# Brano scelto
In mostra insieme per la prima volta

 

Valentina Vacca

 

Eclettismo e poliedricità; femminilità e citazionismo; lirismo e tecnica. Sono queste le peculiarità dell’esposizione di Kiki Smith e Betty Woodman allestita presso la Lorcan’O Neill di Roma e visitabile fino al 12 novembre. La mostra crea un incontro che, artisticamente parlando, avviene per la prima volta: infatti, pur essendo legate da diverso tempo da una salda amicizia, prima d’ora le artiste non avevano mai esposto insieme. Varcando le porte della galleria, si percepiscono le prime note di quello che vuole essere un passo artistico a due; quest’ultimo appare agli occhi del visitatore come un dialogo straordinariamente armonico e omogeneo, seppur totalmente diversificato a livello estetico. La congiuntura fra la Smith e la Woodman è difatti particolarmente proficua, ed inoltre sembra aver trovato nelle tre sale della Lorcan O’Neill il suo perfetto spazio vitale.

# Domande sul materiale
- a) Ripeti parola per parola il tratto del brano sulla mostra che va da "Eclettismo e poliedricità;" fino a "perfetto spazio vitale.".
- b) Riprendi il brano sulla mostra dal punto in cui si ferma e portalo avanti.
Le righe non hanno niente a che vedere con il brano sulla mostra.

# Righe fornite
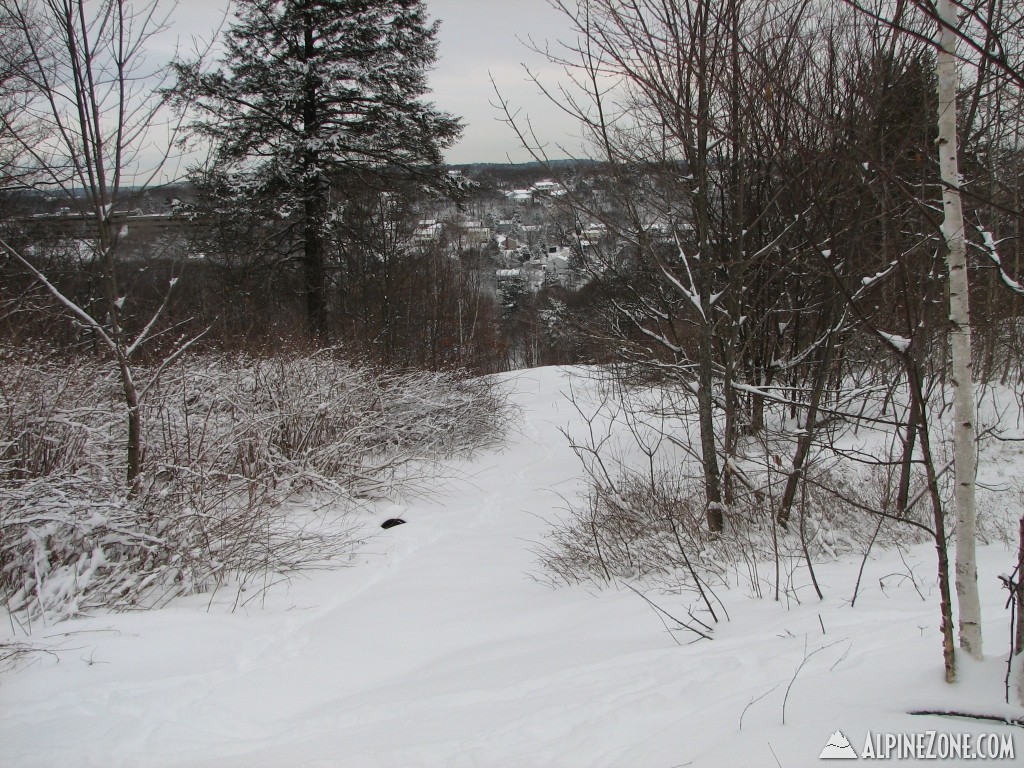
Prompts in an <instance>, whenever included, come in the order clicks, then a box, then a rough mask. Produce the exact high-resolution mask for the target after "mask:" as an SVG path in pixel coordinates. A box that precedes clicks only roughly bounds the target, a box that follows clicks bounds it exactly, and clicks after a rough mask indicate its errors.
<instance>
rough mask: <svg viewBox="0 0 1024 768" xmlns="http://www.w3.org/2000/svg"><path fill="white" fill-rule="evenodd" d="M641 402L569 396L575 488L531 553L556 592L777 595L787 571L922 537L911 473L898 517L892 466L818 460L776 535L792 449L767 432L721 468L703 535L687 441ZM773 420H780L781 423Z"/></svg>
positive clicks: (822, 453)
mask: <svg viewBox="0 0 1024 768" xmlns="http://www.w3.org/2000/svg"><path fill="white" fill-rule="evenodd" d="M598 390H599V388H598ZM642 399H643V398H638V397H633V398H632V401H627V400H626V399H625V398H623V397H622V396H620V397H616V398H612V397H611V396H610V395H609V394H608V393H604V394H603V396H602V395H601V394H599V396H598V399H597V401H595V402H584V400H585V395H584V394H583V393H574V394H573V397H572V402H573V406H574V407H575V408H577V409H578V411H579V412H580V414H581V415H582V416H583V422H584V424H585V425H586V428H585V429H584V430H582V431H583V434H577V435H567V437H568V438H569V440H570V443H571V444H572V446H573V449H574V450H575V452H577V454H578V456H580V458H581V460H582V463H583V467H584V471H585V475H586V477H587V485H586V489H585V492H584V493H583V494H582V496H581V498H580V499H579V500H578V501H577V502H575V503H573V504H571V505H570V506H569V509H568V514H567V515H566V516H565V517H564V518H563V519H562V520H561V521H559V522H558V523H556V524H555V525H554V526H553V528H552V530H551V532H550V534H549V538H548V540H547V542H546V543H545V544H544V546H543V547H542V548H541V550H540V553H539V554H540V560H541V564H542V566H543V567H544V569H545V570H546V571H547V573H548V574H549V578H550V579H551V580H552V581H554V582H556V583H563V584H577V583H582V582H588V581H596V582H598V583H601V582H610V581H613V580H615V579H632V578H642V579H647V580H654V581H656V582H658V583H660V584H662V585H663V586H666V587H668V588H671V589H693V588H695V587H697V586H698V585H699V584H700V583H701V582H702V583H705V584H715V583H719V584H721V583H725V582H726V581H729V580H731V579H732V578H735V579H736V580H737V581H743V580H745V581H746V583H748V584H749V586H750V588H751V589H752V590H753V592H754V593H755V594H759V595H760V594H772V593H774V594H775V595H776V596H777V595H780V594H782V593H786V592H791V591H792V590H793V589H795V587H794V584H795V583H796V581H795V580H794V574H795V572H796V570H797V569H798V568H801V567H804V566H808V567H812V565H813V562H820V561H823V560H830V559H835V558H838V557H842V556H848V555H854V556H859V555H863V554H864V553H865V552H867V551H868V550H869V549H870V548H871V547H874V546H879V547H891V546H904V545H907V544H909V543H914V542H922V541H926V540H928V539H929V538H930V536H931V534H930V529H929V524H930V523H931V520H930V513H929V510H928V505H927V504H926V503H919V502H921V500H922V499H923V498H924V497H925V481H924V476H923V475H924V473H923V472H914V474H913V479H912V483H911V487H910V498H911V504H910V506H909V507H908V508H907V509H906V510H904V511H902V512H899V511H897V509H896V503H895V499H894V498H893V488H894V486H895V483H894V480H893V477H892V476H891V475H892V473H893V471H894V467H893V462H892V461H887V460H886V458H885V457H881V458H880V459H879V460H878V461H877V463H874V464H857V463H855V462H850V461H844V460H843V459H842V458H840V457H839V456H837V454H836V453H835V452H833V451H830V450H829V451H824V450H820V451H817V452H816V453H815V454H814V455H812V456H810V457H809V458H808V460H807V462H806V465H805V467H804V470H803V472H802V481H801V493H800V494H799V496H798V499H797V502H796V504H795V506H794V510H793V517H792V522H791V524H790V526H788V527H785V528H780V527H779V526H778V525H777V524H776V520H777V518H776V512H777V509H778V505H779V502H780V499H781V497H782V494H783V488H784V486H785V481H786V477H787V470H786V467H787V466H788V465H787V463H786V461H785V460H783V459H782V458H781V457H783V456H786V454H787V453H790V452H792V443H793V441H794V440H793V438H792V437H790V436H786V435H785V433H784V430H781V429H779V428H778V427H777V426H776V427H775V428H774V436H773V437H772V438H770V439H769V438H768V437H763V438H762V439H759V440H754V439H752V440H751V441H750V443H749V444H748V446H746V449H745V450H744V455H743V456H739V455H737V456H734V457H732V459H731V461H730V463H729V466H730V471H731V472H732V473H733V476H734V479H733V483H732V489H731V498H730V501H729V504H728V506H727V513H726V517H725V521H726V525H725V529H724V530H723V531H721V532H713V531H710V530H709V527H708V525H707V521H706V518H705V514H703V510H705V499H703V497H702V492H701V482H700V479H699V477H700V475H699V467H698V464H697V463H698V461H699V458H698V457H695V456H693V452H691V451H687V449H686V445H685V444H682V445H681V444H679V443H680V442H683V441H684V440H685V439H686V435H687V425H686V418H685V414H682V413H681V412H680V413H677V414H676V416H675V417H672V418H670V417H668V416H667V412H666V410H665V408H664V403H663V402H662V401H660V400H659V399H658V398H657V396H656V392H655V390H653V389H648V390H647V400H648V402H647V403H646V404H645V406H643V407H642V408H640V407H639V403H640V402H641V400H642ZM651 403H653V407H651ZM638 408H640V410H638ZM673 408H676V407H675V406H674V407H673ZM644 409H646V411H645V412H642V411H643V410H644ZM677 411H678V409H677ZM777 417H778V418H777V419H776V420H775V421H776V422H778V423H781V422H782V421H784V418H785V416H784V414H781V413H780V414H778V415H777ZM769 421H771V420H769ZM768 429H769V430H770V429H771V428H768ZM834 436H835V435H833V436H830V437H829V439H831V437H834ZM616 437H617V438H622V439H616ZM623 440H625V441H626V442H628V443H632V445H628V446H624V445H623V444H622V441H623ZM880 444H881V441H880ZM890 459H891V457H890ZM947 479H948V478H947Z"/></svg>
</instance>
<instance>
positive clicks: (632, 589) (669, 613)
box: [624, 584, 712, 640]
mask: <svg viewBox="0 0 1024 768" xmlns="http://www.w3.org/2000/svg"><path fill="white" fill-rule="evenodd" d="M624 586H625V587H626V589H628V590H632V591H633V592H635V593H636V594H638V595H639V596H640V597H642V598H643V599H644V600H646V601H647V604H648V605H650V606H651V607H652V608H653V609H654V610H657V611H660V612H662V613H664V614H665V615H667V616H668V617H669V618H671V620H672V621H673V622H675V623H676V624H678V625H679V626H680V627H682V628H683V629H687V630H689V631H690V632H692V633H693V634H695V635H699V636H700V637H702V638H703V639H705V640H711V639H712V637H711V635H708V634H706V633H703V632H701V631H700V630H698V629H696V628H695V627H691V626H690V625H688V624H686V622H681V621H680V620H678V618H676V617H675V616H674V615H672V613H670V612H669V611H667V610H666V609H665V608H663V607H662V606H660V605H657V604H656V603H654V602H653V601H652V600H651V599H650V598H649V597H647V596H646V595H645V594H643V593H642V592H640V590H638V589H636V588H635V587H633V586H632V585H630V584H627V585H624Z"/></svg>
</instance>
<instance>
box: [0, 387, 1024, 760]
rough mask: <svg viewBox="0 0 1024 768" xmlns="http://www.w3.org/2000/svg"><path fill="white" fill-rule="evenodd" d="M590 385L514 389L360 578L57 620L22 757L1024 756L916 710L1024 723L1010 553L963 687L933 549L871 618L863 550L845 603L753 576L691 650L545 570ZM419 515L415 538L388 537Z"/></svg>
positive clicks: (379, 542) (725, 595)
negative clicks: (709, 630) (1011, 643)
mask: <svg viewBox="0 0 1024 768" xmlns="http://www.w3.org/2000/svg"><path fill="white" fill-rule="evenodd" d="M568 377H569V374H568V373H567V372H565V371H561V370H557V369H542V370H536V371H529V372H525V373H521V374H519V375H517V376H514V377H509V378H510V382H511V383H512V385H513V387H514V390H515V394H514V396H513V399H514V401H515V402H516V403H518V404H519V406H520V407H521V408H522V417H521V422H520V427H519V430H518V432H517V433H516V434H513V435H512V436H511V438H510V441H509V443H508V445H507V446H506V447H504V449H503V450H502V451H500V452H490V453H486V454H483V455H480V456H479V457H478V458H477V459H476V460H474V461H473V462H470V463H467V464H465V465H464V466H462V467H461V469H462V470H463V472H464V475H465V476H464V477H463V478H462V479H458V480H455V481H453V482H451V483H450V484H449V487H447V490H446V494H445V495H443V496H438V498H436V499H433V500H430V501H425V502H416V503H411V504H409V505H407V506H401V507H395V506H388V505H381V506H380V507H379V508H378V509H377V510H376V517H373V516H372V515H371V514H370V513H366V516H367V524H368V525H369V526H373V530H375V531H376V532H375V534H374V538H373V539H371V540H370V541H369V543H368V544H367V546H366V547H364V548H362V549H361V550H360V554H359V555H358V556H357V557H356V558H355V561H354V562H353V563H352V565H353V567H349V568H342V569H338V570H323V571H313V572H310V573H308V574H306V575H305V577H303V578H298V579H294V580H292V581H291V582H290V583H288V584H284V585H279V586H278V587H274V588H272V589H271V590H269V591H268V593H267V594H266V595H265V599H263V600H262V601H261V603H260V604H247V605H243V606H242V607H238V608H236V609H233V610H232V606H233V605H234V603H236V599H237V598H238V597H239V596H238V595H237V594H234V593H228V592H227V591H224V592H222V593H220V594H218V595H216V596H214V599H213V600H212V601H211V600H210V597H209V596H202V595H201V596H196V597H193V598H188V599H182V600H178V601H176V602H175V603H173V604H172V605H171V606H170V607H167V608H164V609H161V610H156V611H151V612H138V613H122V614H115V615H98V616H95V617H91V618H81V620H76V621H72V622H65V623H62V624H58V625H56V626H53V627H50V628H48V629H47V628H37V629H36V631H35V633H34V635H33V637H32V638H31V639H32V640H33V641H34V642H36V643H41V644H45V645H46V646H48V647H49V648H51V649H52V651H53V652H52V653H36V654H34V655H33V656H32V658H31V659H30V662H28V663H27V664H23V665H22V666H20V667H19V668H18V669H16V670H14V671H12V672H6V673H4V674H3V676H2V677H0V766H10V767H11V768H15V767H16V768H30V767H32V766H40V767H47V768H50V767H52V768H56V767H57V766H60V767H78V766H81V767H82V768H85V767H87V766H96V767H97V768H118V767H124V768H146V767H150V766H153V767H156V766H179V767H182V768H183V767H185V766H188V767H195V768H199V767H200V766H210V767H212V766H216V767H217V768H229V767H238V768H261V767H265V768H271V767H272V768H300V767H303V768H313V767H324V768H327V767H333V766H338V767H343V768H356V767H359V766H380V767H382V768H383V767H386V766H394V767H395V768H398V767H401V768H409V767H412V766H481V767H482V768H488V767H494V768H499V767H508V768H513V767H514V768H531V767H540V766H553V767H554V766H558V767H564V768H571V767H572V766H581V767H583V766H587V767H591V766H594V767H596V766H624V767H627V768H629V767H634V766H635V767H638V768H639V767H648V766H650V767H662V768H672V767H674V766H686V765H694V766H709V768H728V767H729V766H737V767H738V766H774V765H779V766H783V767H784V768H791V767H792V766H808V765H816V764H818V756H819V754H820V753H821V752H822V750H823V749H825V746H826V744H828V743H829V741H830V740H831V743H833V744H834V748H833V749H836V746H835V745H836V744H837V740H836V738H835V737H834V734H835V733H836V731H841V733H842V734H843V736H845V737H846V738H847V739H849V741H850V742H851V743H852V744H853V746H854V748H855V750H856V752H858V753H859V752H861V751H862V750H863V746H864V741H865V737H866V736H867V734H868V733H878V734H884V733H908V734H916V733H924V732H926V731H936V732H938V733H940V734H945V733H948V734H959V733H973V734H982V733H997V734H1002V735H1004V736H1012V737H1013V738H1014V739H1015V743H1014V746H1015V749H1016V753H1015V754H1016V755H1017V759H1018V760H1021V759H1022V758H1021V756H1022V755H1024V730H1021V729H1020V728H1013V727H1010V726H1005V725H999V724H994V723H990V722H987V723H986V722H982V721H975V720H957V719H950V718H939V717H932V716H929V717H920V716H911V715H909V714H907V713H908V712H910V711H912V710H963V711H971V712H976V713H984V714H988V715H1000V716H1013V717H1021V715H1022V711H1021V709H1020V708H1019V707H1011V706H1008V705H1006V703H1002V685H1004V683H1002V677H1004V675H1005V672H1006V668H1005V652H1006V650H1007V647H1008V637H1009V629H1008V627H1009V625H1008V622H1009V616H1008V613H1007V611H1006V610H1005V609H1004V602H1005V599H1006V593H1005V592H1002V591H1000V589H999V584H998V582H997V580H996V575H997V573H999V572H1007V571H1009V570H1010V569H1012V563H1013V561H1014V557H1015V553H1013V552H1011V551H1010V550H1009V549H1008V548H1007V547H1005V546H1001V545H989V546H986V547H984V548H982V550H981V552H980V553H979V559H980V564H981V573H980V577H981V587H982V598H983V601H984V606H983V607H984V615H985V628H984V629H985V632H986V643H987V644H986V650H987V652H988V653H989V654H991V655H990V656H989V657H988V658H987V659H986V660H985V662H984V663H980V664H971V663H968V662H963V660H962V663H961V664H962V673H961V682H958V683H956V684H954V685H952V686H947V685H946V684H945V683H944V682H943V678H942V664H941V648H940V636H939V631H938V616H939V612H938V608H937V589H936V587H935V578H934V570H935V567H934V559H935V557H934V551H932V550H931V549H930V548H929V547H927V546H923V547H916V548H913V549H911V550H910V551H909V552H908V553H905V554H904V556H903V557H901V556H900V555H899V554H897V553H884V552H877V553H874V556H873V558H872V559H871V560H869V561H868V563H867V566H866V569H865V573H864V577H863V585H862V588H861V594H860V597H859V598H858V600H857V603H856V607H851V606H850V604H849V597H850V595H851V594H852V591H853V585H854V583H855V581H856V575H857V569H858V567H859V565H860V562H859V559H855V558H852V559H850V560H848V561H843V562H838V563H831V564H822V565H820V566H819V567H818V578H819V580H820V581H821V582H822V587H823V589H824V590H825V592H826V599H825V600H824V601H818V600H816V599H814V597H813V594H812V593H810V592H809V591H808V592H807V593H806V594H802V595H801V598H802V600H801V602H799V603H798V602H795V601H793V600H788V601H786V602H785V603H783V604H780V603H776V602H774V601H772V600H771V599H770V598H767V597H766V598H760V599H758V598H755V597H753V596H751V595H750V594H749V589H748V588H745V586H744V585H743V584H742V583H739V584H738V585H737V586H736V587H735V588H734V589H731V590H728V591H722V592H720V597H722V599H723V602H724V603H725V607H726V608H727V609H728V612H729V615H730V621H727V622H726V621H723V622H722V623H721V624H719V625H718V626H717V627H716V629H715V633H714V639H712V640H700V641H697V642H692V643H691V642H690V641H691V640H692V638H693V637H694V636H692V635H688V634H678V633H677V634H676V636H675V637H676V639H673V636H672V635H670V634H669V632H668V631H667V630H666V628H665V626H664V625H663V623H662V621H660V620H659V618H658V615H657V614H656V613H655V612H654V611H653V610H652V609H651V607H650V606H649V605H647V604H646V603H645V602H644V601H643V600H642V599H641V598H640V597H638V596H637V595H636V594H634V593H633V592H632V591H630V590H629V589H626V588H625V587H623V588H621V589H607V590H603V591H596V590H593V589H586V588H582V587H578V588H561V589H557V590H554V589H551V588H550V587H548V586H546V585H545V584H544V583H543V581H538V580H537V579H536V578H535V577H536V574H537V568H538V565H537V556H536V554H535V549H536V548H537V546H538V543H539V542H541V541H542V540H543V538H544V535H545V531H546V529H547V527H548V522H547V521H548V520H551V519H555V518H557V517H558V516H559V514H561V512H560V510H561V509H562V508H563V507H564V506H565V501H564V499H571V498H572V497H573V496H574V494H575V493H577V490H578V488H579V483H580V479H579V477H580V469H579V463H578V460H577V459H575V457H574V456H573V454H572V452H571V450H570V449H569V446H568V444H567V443H566V441H565V439H564V438H563V437H562V435H561V434H560V433H559V431H558V428H559V427H563V426H565V425H566V424H568V423H569V422H570V421H571V420H573V419H578V418H579V416H578V415H577V413H575V411H574V410H573V409H572V408H571V406H570V404H569V403H568V402H567V401H566V400H565V399H564V397H563V394H562V392H563V390H564V389H565V388H566V386H567V380H568ZM396 515H400V516H401V517H403V518H404V519H406V520H408V524H406V525H399V526H396V527H393V528H390V529H387V530H382V529H380V528H379V527H377V524H378V523H379V522H380V521H382V520H384V519H385V518H387V517H392V516H396ZM635 586H637V587H638V588H639V589H643V587H642V586H641V585H635ZM242 597H243V601H244V600H245V597H246V596H244V595H243V596H242ZM650 597H651V599H652V600H654V601H655V602H657V603H658V604H659V605H662V606H663V607H664V608H665V609H666V610H668V611H669V612H676V611H678V612H680V613H684V612H685V609H686V607H687V603H686V601H685V599H684V598H680V597H672V596H666V595H658V594H656V593H654V592H651V593H650ZM253 602H255V601H253ZM11 634H14V633H11ZM14 637H16V639H22V640H24V639H25V638H24V636H22V635H20V634H15V635H14ZM677 640H678V641H679V642H681V643H682V644H681V645H680V644H677ZM939 740H940V741H941V740H943V739H939ZM841 741H842V738H840V742H841ZM944 762H945V763H946V764H950V765H953V764H957V765H958V764H962V761H956V760H951V761H935V763H934V764H939V765H941V764H943V763H944ZM1012 762H1013V761H1008V762H1007V763H1006V764H1008V765H1009V764H1011V763H1012Z"/></svg>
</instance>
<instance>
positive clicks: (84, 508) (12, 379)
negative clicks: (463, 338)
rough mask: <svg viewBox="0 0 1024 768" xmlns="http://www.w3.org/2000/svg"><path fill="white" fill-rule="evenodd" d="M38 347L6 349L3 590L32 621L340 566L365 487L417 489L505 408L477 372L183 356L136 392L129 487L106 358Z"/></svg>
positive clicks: (118, 606) (13, 606) (370, 497)
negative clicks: (441, 372) (135, 424)
mask: <svg viewBox="0 0 1024 768" xmlns="http://www.w3.org/2000/svg"><path fill="white" fill-rule="evenodd" d="M33 357H36V355H26V354H25V353H24V352H20V353H15V352H13V351H12V350H7V351H6V353H0V594H2V597H3V599H4V600H5V602H6V604H7V607H8V610H9V611H11V612H12V613H13V614H16V615H18V616H20V617H22V618H23V620H24V621H26V622H27V623H30V624H31V623H32V622H36V621H38V620H40V618H42V620H43V621H44V622H45V623H52V622H53V621H58V620H60V618H62V617H67V616H70V615H74V614H75V613H78V612H80V611H84V610H88V609H93V608H97V607H112V608H116V609H124V608H133V607H151V606H155V605H160V604H163V603H165V602H166V601H167V600H169V599H170V598H172V597H175V596H178V595H183V594H189V593H195V592H201V591H207V590H213V589H216V588H218V587H219V586H221V585H223V584H225V583H227V582H231V583H236V584H239V585H241V586H246V585H249V584H258V585H265V584H267V583H268V580H269V581H272V580H274V579H276V578H280V577H282V575H284V574H287V573H289V572H291V571H294V570H296V569H300V568H308V567H314V566H317V565H325V564H327V563H329V562H335V563H337V562H338V558H339V557H341V556H343V555H345V554H346V553H348V552H350V551H351V549H352V548H353V547H354V546H356V545H357V543H358V535H357V532H356V530H355V527H354V525H353V524H352V523H351V522H350V518H347V517H346V514H345V513H346V512H348V511H350V510H351V509H352V508H353V506H354V505H355V504H357V503H358V502H359V500H365V499H377V498H396V497H401V496H409V495H414V494H416V493H418V492H420V490H423V489H425V487H426V483H427V482H428V481H429V480H431V479H432V478H433V477H434V476H435V475H436V473H437V472H438V470H439V463H440V462H442V461H444V460H447V459H452V458H455V457H458V456H462V455H468V454H470V453H472V452H473V451H475V450H477V449H480V447H482V446H484V445H487V444H489V443H493V442H495V441H496V440H498V439H499V438H500V436H501V433H502V431H503V429H504V426H505V420H506V406H505V399H504V394H503V393H502V392H501V391H500V390H499V389H498V388H497V387H496V386H495V385H493V384H490V383H489V382H488V381H487V380H485V379H467V378H465V377H463V376H459V375H457V374H447V373H424V372H407V373H394V372H384V371H377V370H371V369H366V368H359V367H356V366H352V365H351V364H347V362H344V361H341V360H339V359H337V358H336V357H334V356H331V355H330V354H318V355H307V356H300V355H294V356H287V357H278V358H270V359H255V358H246V357H234V358H222V357H191V358H188V359H187V360H185V361H183V362H182V364H179V365H178V366H177V367H176V368H174V369H172V370H170V371H167V372H165V373H164V374H163V375H162V376H161V377H160V378H159V379H158V380H157V383H156V384H154V385H153V386H151V388H150V389H148V391H146V392H145V396H144V398H143V404H142V408H143V419H142V423H143V430H144V440H143V445H144V473H143V476H142V481H141V482H140V483H139V484H138V485H137V487H136V488H135V490H134V492H132V490H131V489H129V487H128V486H127V485H126V484H125V482H124V479H123V478H124V451H123V446H124V441H125V433H124V424H125V418H124V404H123V400H122V399H121V398H120V396H119V391H118V381H117V379H116V375H115V373H114V372H113V371H112V370H111V369H110V367H109V366H105V365H104V364H103V362H102V361H99V360H93V359H89V358H77V359H74V360H55V359H47V358H45V357H39V358H38V359H33ZM145 373H146V372H143V374H145ZM346 520H349V521H346ZM258 593H259V590H255V592H253V591H250V596H251V595H252V594H258ZM240 595H241V592H240Z"/></svg>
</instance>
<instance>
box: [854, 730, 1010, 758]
mask: <svg viewBox="0 0 1024 768" xmlns="http://www.w3.org/2000/svg"><path fill="white" fill-rule="evenodd" d="M860 757H861V758H877V759H879V760H910V759H912V760H1013V759H1014V758H1015V754H1014V740H1013V736H1012V735H1011V734H1009V733H946V732H944V731H922V732H921V733H868V734H867V738H865V739H864V749H863V750H862V751H861V753H860Z"/></svg>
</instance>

# Risposte
- a)
Eclettismo e poliedricità; femminilità e citazionismo; lirismo e tecnica. Sono queste le peculiarità dell’esposizione di Kiki Smith e Betty Woodman allestita presso la Lorcan’O Neill di Roma e visitabile fino al 12 novembre. La mostra crea un incontro che, artisticamente parlando, avviene per la prima volta: infatti, pur essendo legate da diverso tempo da una salda amicizia, prima d’ora le artiste non avevano mai esposto insieme. Varcando le porte della galleria, si percepiscono le prime note di quello che vuole essere un passo artistico a due; quest’ultimo appare agli occhi del visitatore come un dialogo straordinariamente armonico e omogeneo, seppur totalmente diversificato a livello estetico. La congiuntura fra la Smith e la Woodman è difatti particolarmente proficua, ed inoltre sembra aver trovato nelle tre sale della Lorcan O’Neill il suo perfetto spazio vitale.

- b)
I lavori delle due artiste americane, entrambe residenti a New York, si articolano e si accordano in maniera completa ed euritmica, pur manifestando essenzialmente delle poetiche differenti ma non distanti. Effettivamente, quella che si compie fra la Smith e la Woodman è una vera e propria sinergia, la quale non poteva che manifestarsi all’improvviso in un’esplosione di colori e atmosfere fiabesche che trasformano la Lorcan O’Neill in una wunderkammer senza precedenti, dove le meraviglie in esso contenute sono il riflesso della pluralità di tecniche artistiche utilizzate. All’interno della mostra infatti, entrambe le artiste dimostrano la loro familiarità con differenti territori di ricerca; fra questi, troviamo la lavorazione della ceramica, la pittura, le opere su carta arricchite dall’uso della foglia d’oro, la scultura, gli arazzi. Tutte le opere tracciano un legame col passato, manifestando una profonda connessione con la tradizione artistica che va dal Medioevo fino all’Espressionismo e al Cubismo.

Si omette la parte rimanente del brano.